> **Material provided**:
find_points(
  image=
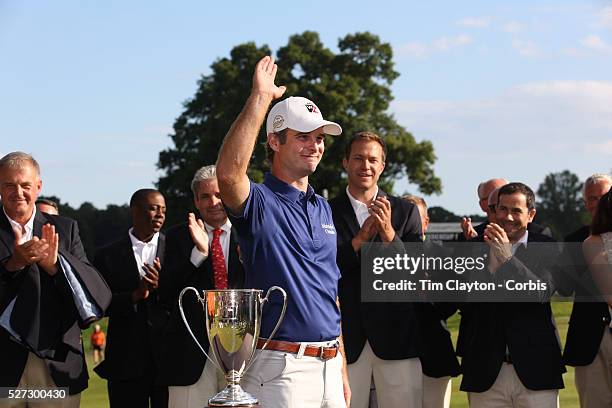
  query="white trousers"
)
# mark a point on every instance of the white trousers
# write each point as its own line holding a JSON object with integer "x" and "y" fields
{"x": 509, "y": 391}
{"x": 594, "y": 381}
{"x": 281, "y": 380}
{"x": 436, "y": 392}
{"x": 197, "y": 395}
{"x": 399, "y": 383}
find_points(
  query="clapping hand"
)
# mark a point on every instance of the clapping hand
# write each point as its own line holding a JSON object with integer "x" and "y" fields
{"x": 151, "y": 277}
{"x": 49, "y": 260}
{"x": 263, "y": 79}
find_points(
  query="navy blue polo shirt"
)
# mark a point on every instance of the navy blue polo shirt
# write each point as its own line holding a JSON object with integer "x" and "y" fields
{"x": 287, "y": 238}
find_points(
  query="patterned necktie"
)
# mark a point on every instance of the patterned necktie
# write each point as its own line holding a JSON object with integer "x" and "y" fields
{"x": 219, "y": 270}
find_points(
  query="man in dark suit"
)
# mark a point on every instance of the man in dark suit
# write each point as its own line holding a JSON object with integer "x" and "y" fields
{"x": 48, "y": 288}
{"x": 587, "y": 334}
{"x": 131, "y": 266}
{"x": 380, "y": 339}
{"x": 438, "y": 359}
{"x": 512, "y": 355}
{"x": 202, "y": 254}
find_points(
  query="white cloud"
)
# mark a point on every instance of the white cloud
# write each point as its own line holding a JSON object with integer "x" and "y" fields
{"x": 474, "y": 22}
{"x": 595, "y": 43}
{"x": 526, "y": 48}
{"x": 442, "y": 44}
{"x": 512, "y": 27}
{"x": 605, "y": 17}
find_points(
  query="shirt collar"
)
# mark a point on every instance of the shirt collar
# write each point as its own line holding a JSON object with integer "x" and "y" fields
{"x": 279, "y": 186}
{"x": 227, "y": 227}
{"x": 29, "y": 226}
{"x": 136, "y": 241}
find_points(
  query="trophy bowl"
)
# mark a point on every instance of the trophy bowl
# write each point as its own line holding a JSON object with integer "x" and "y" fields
{"x": 233, "y": 320}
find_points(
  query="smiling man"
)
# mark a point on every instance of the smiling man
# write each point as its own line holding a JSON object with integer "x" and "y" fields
{"x": 287, "y": 238}
{"x": 380, "y": 339}
{"x": 131, "y": 266}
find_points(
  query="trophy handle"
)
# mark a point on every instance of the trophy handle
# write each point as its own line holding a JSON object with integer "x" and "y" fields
{"x": 282, "y": 315}
{"x": 185, "y": 290}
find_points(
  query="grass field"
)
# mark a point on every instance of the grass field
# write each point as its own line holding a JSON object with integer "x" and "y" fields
{"x": 95, "y": 395}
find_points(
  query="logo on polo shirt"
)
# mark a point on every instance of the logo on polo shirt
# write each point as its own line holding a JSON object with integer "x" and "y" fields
{"x": 329, "y": 228}
{"x": 311, "y": 108}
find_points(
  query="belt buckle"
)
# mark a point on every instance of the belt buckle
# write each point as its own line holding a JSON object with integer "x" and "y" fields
{"x": 322, "y": 353}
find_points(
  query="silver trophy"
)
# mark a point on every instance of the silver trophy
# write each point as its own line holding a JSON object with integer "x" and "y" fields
{"x": 233, "y": 319}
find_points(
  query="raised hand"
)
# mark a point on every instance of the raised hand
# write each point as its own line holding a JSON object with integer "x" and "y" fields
{"x": 198, "y": 233}
{"x": 49, "y": 262}
{"x": 263, "y": 79}
{"x": 381, "y": 211}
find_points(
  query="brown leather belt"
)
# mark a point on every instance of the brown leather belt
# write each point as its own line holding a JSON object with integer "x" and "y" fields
{"x": 324, "y": 353}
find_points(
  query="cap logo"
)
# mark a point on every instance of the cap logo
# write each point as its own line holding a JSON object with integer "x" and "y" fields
{"x": 277, "y": 122}
{"x": 311, "y": 108}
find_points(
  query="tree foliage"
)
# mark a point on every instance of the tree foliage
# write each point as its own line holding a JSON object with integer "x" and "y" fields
{"x": 560, "y": 206}
{"x": 351, "y": 87}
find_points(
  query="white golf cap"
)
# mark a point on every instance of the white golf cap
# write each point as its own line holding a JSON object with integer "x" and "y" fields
{"x": 299, "y": 114}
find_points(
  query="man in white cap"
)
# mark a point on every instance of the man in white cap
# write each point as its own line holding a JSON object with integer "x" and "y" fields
{"x": 287, "y": 238}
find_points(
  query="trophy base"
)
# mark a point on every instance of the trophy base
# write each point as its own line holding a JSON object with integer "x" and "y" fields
{"x": 233, "y": 396}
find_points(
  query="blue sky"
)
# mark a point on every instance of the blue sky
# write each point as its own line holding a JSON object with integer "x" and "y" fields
{"x": 512, "y": 89}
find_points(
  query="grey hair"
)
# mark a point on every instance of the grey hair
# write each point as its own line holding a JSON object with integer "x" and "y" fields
{"x": 17, "y": 160}
{"x": 594, "y": 179}
{"x": 203, "y": 173}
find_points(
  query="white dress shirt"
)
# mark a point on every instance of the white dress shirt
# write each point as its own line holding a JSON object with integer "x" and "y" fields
{"x": 362, "y": 211}
{"x": 198, "y": 257}
{"x": 144, "y": 252}
{"x": 28, "y": 227}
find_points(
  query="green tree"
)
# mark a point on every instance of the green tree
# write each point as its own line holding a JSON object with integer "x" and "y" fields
{"x": 351, "y": 87}
{"x": 560, "y": 206}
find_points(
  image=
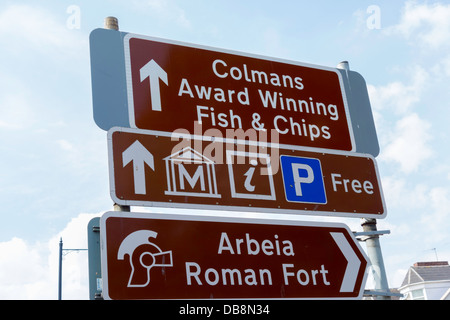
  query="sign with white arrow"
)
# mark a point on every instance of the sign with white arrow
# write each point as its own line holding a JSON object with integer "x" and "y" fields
{"x": 157, "y": 256}
{"x": 140, "y": 156}
{"x": 150, "y": 168}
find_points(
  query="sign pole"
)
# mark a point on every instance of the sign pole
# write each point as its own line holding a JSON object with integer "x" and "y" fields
{"x": 372, "y": 241}
{"x": 376, "y": 257}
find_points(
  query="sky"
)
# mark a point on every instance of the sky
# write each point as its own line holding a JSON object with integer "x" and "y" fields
{"x": 54, "y": 166}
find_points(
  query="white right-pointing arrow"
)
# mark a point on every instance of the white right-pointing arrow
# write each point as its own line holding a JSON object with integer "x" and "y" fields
{"x": 154, "y": 72}
{"x": 353, "y": 262}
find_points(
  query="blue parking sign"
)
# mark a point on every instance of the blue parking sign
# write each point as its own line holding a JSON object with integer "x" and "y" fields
{"x": 303, "y": 180}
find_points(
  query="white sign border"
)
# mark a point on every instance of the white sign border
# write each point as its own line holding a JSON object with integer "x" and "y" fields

> **Task directions**:
Restate the entries above word for word, keeping pictures out of the copy.

> **Written response**:
find_points(
  image=
  query="white trousers"
)
# mark a point on every instance of the white trousers
# write each point as its own line holding a JSON object with integer "x" and "y" fields
{"x": 509, "y": 391}
{"x": 594, "y": 381}
{"x": 281, "y": 380}
{"x": 436, "y": 392}
{"x": 197, "y": 395}
{"x": 399, "y": 383}
find_points(
  query="clapping hand"
)
# mark a point on every instance of the clapping hand
# write each point as its own line holding a JSON object with integer "x" and "y" fields
{"x": 151, "y": 277}
{"x": 49, "y": 260}
{"x": 263, "y": 79}
find_points(
  query="navy blue polo shirt"
)
# mark a point on every instance of the navy blue polo shirt
# write each point as its own line holding a JSON object with integer "x" and "y" fields
{"x": 287, "y": 238}
find_points(
  query="patterned necktie"
)
# mark a point on every instance of the patterned necktie
# write each point as its own line holding a JSON object with integer "x" and "y" fields
{"x": 219, "y": 270}
find_points(
  query="man in dark suit"
)
# mark a point on every instance of the man in dark suit
# write each point as its own line holding a JSON object with integer "x" and "y" fields
{"x": 48, "y": 288}
{"x": 587, "y": 334}
{"x": 131, "y": 266}
{"x": 380, "y": 339}
{"x": 438, "y": 359}
{"x": 512, "y": 355}
{"x": 202, "y": 254}
find_points(
  query="white cloud"
)
# mark a point on every instance of the white cloud
# write each point as its own line holding a JSON object with integer "x" and "y" fields
{"x": 474, "y": 22}
{"x": 595, "y": 43}
{"x": 526, "y": 48}
{"x": 442, "y": 44}
{"x": 512, "y": 27}
{"x": 605, "y": 17}
find_points(
  query="shirt collar"
)
# mark a point on every instance of the shirt collar
# write each point as its own line holding a JSON object with integer "x" and "y" fields
{"x": 279, "y": 186}
{"x": 227, "y": 227}
{"x": 29, "y": 226}
{"x": 136, "y": 241}
find_points(
  query="trophy bowl"
)
# mark a point on every instance of the trophy bowl
# write each point as its own line holding a JSON object with integer "x" and "y" fields
{"x": 233, "y": 320}
find_points(
  query="smiling man"
)
# mark a point on every instance of the smiling man
# write each point as its own line holding a JSON object with integer "x" and "y" fields
{"x": 287, "y": 238}
{"x": 380, "y": 339}
{"x": 131, "y": 266}
find_points(
  query="trophy handle"
)
# mark a point on every instance of the trophy handle
# write each point as its own line holding a JSON object with integer "x" and "y" fields
{"x": 282, "y": 315}
{"x": 185, "y": 290}
find_points(
  query="grass field"
)
# mark a point on every instance of the grass field
# write each point as its own line holding a JSON object with integer "x" and "y" fields
{"x": 95, "y": 395}
find_points(
  query="logo on polo shirt"
)
# mark a point on every instance of the logo on polo shirt
# write each point as its own line holding a JSON object with integer "x" and "y" fields
{"x": 329, "y": 228}
{"x": 311, "y": 108}
find_points(
  query="belt buckle"
)
# mark a point on every instance of the belt buckle
# write each point as its own line holding a JSON object with integer "x" and "y" fields
{"x": 322, "y": 353}
find_points(
  query="silver trophy"
)
# mark a point on every instance of the silver trophy
# write each point as its own line holding a JSON object with integer "x" and "y" fields
{"x": 233, "y": 319}
find_points(
  query="raised hand"
)
# mark a point on every instance of the raised hand
# write each point as its own line holding a JSON object with integer "x" and "y" fields
{"x": 198, "y": 233}
{"x": 49, "y": 262}
{"x": 263, "y": 79}
{"x": 381, "y": 211}
find_points(
  query="brown leather belt"
)
# mark a point on every instance of the brown leather belt
# write each point as its own line holding a JSON object with integer "x" and "y" fields
{"x": 324, "y": 353}
find_points(
  query="cap logo"
)
# mark a point on every instance of the cap logo
# write each point as its own line holding a JSON object with integer "x" and "y" fields
{"x": 277, "y": 122}
{"x": 311, "y": 108}
find_points(
  query="tree foliage"
)
# mark a point on every instance of the tree foliage
# write each point as its own line holding a JSON object with integer "x" and "y" fields
{"x": 560, "y": 206}
{"x": 351, "y": 87}
find_points(
  query="white golf cap"
)
# mark a point on every instance of the white golf cap
# write each point as its own line holding a JSON object with integer "x" and "y" fields
{"x": 299, "y": 114}
find_points(
  query="man in white cap"
)
# mark a point on every instance of the man in white cap
# write each point as its own line holding a JSON object with integer "x" and "y" fields
{"x": 287, "y": 238}
find_points(
  query="trophy base"
)
# mark a point on every instance of the trophy base
# write each point as its own line holding a JSON object with integer "x" and "y" fields
{"x": 233, "y": 396}
find_points(
  query="blue sky"
)
# mark a point on every instance of the blue sky
# write each point as its own line holding a JSON object with integer "x" and "y" fields
{"x": 512, "y": 89}
find_points(
  query="grey hair"
)
# mark a point on every instance of the grey hair
# write each point as its own line holding a JSON object with integer "x" and "y" fields
{"x": 17, "y": 160}
{"x": 594, "y": 179}
{"x": 203, "y": 173}
find_points(
  query="white dress shirt"
)
# mark a point on every instance of the white dress shirt
# write each point as its own line holding a JSON object with integer "x" and "y" fields
{"x": 362, "y": 211}
{"x": 198, "y": 257}
{"x": 144, "y": 252}
{"x": 28, "y": 227}
find_points(
  query="green tree"
)
# mark a point on every instance of the green tree
# write each point as its own line holding a JSON object with integer "x" and "y" fields
{"x": 351, "y": 87}
{"x": 560, "y": 206}
find_points(
  image=
  query="sign with white arrow"
)
# mark a point on every instance of the sign with white arrow
# write each point as its own line holding a JSON object with integer "x" and "y" fields
{"x": 157, "y": 256}
{"x": 140, "y": 156}
{"x": 150, "y": 168}
find_points(
  query="sign pole"
)
# mark a point on every instance of the sign pole
# write each point as its own line holding a JSON object with integer "x" and "y" fields
{"x": 372, "y": 241}
{"x": 376, "y": 257}
find_points(
  query="sky"
)
# mark a point on every instance of the sky
# write each point as its own line holding a JSON object with integer "x" and "y" fields
{"x": 54, "y": 166}
find_points(
  query="white right-pointing arrow"
)
# mark a point on every instance of the white right-pointing arrow
# write each point as its own line holding a JSON object with integer "x" and "y" fields
{"x": 154, "y": 72}
{"x": 353, "y": 262}
find_points(
  query="blue parking sign"
)
# mark a point on every instance of the blue parking sign
# write each point as its own line holding a JSON object with integer "x" and "y" fields
{"x": 303, "y": 180}
find_points(
  query="white sign border"
)
# mark a point on every instance of the white sign border
# write each point as its own line holding a JSON object with integer "x" and "y" fields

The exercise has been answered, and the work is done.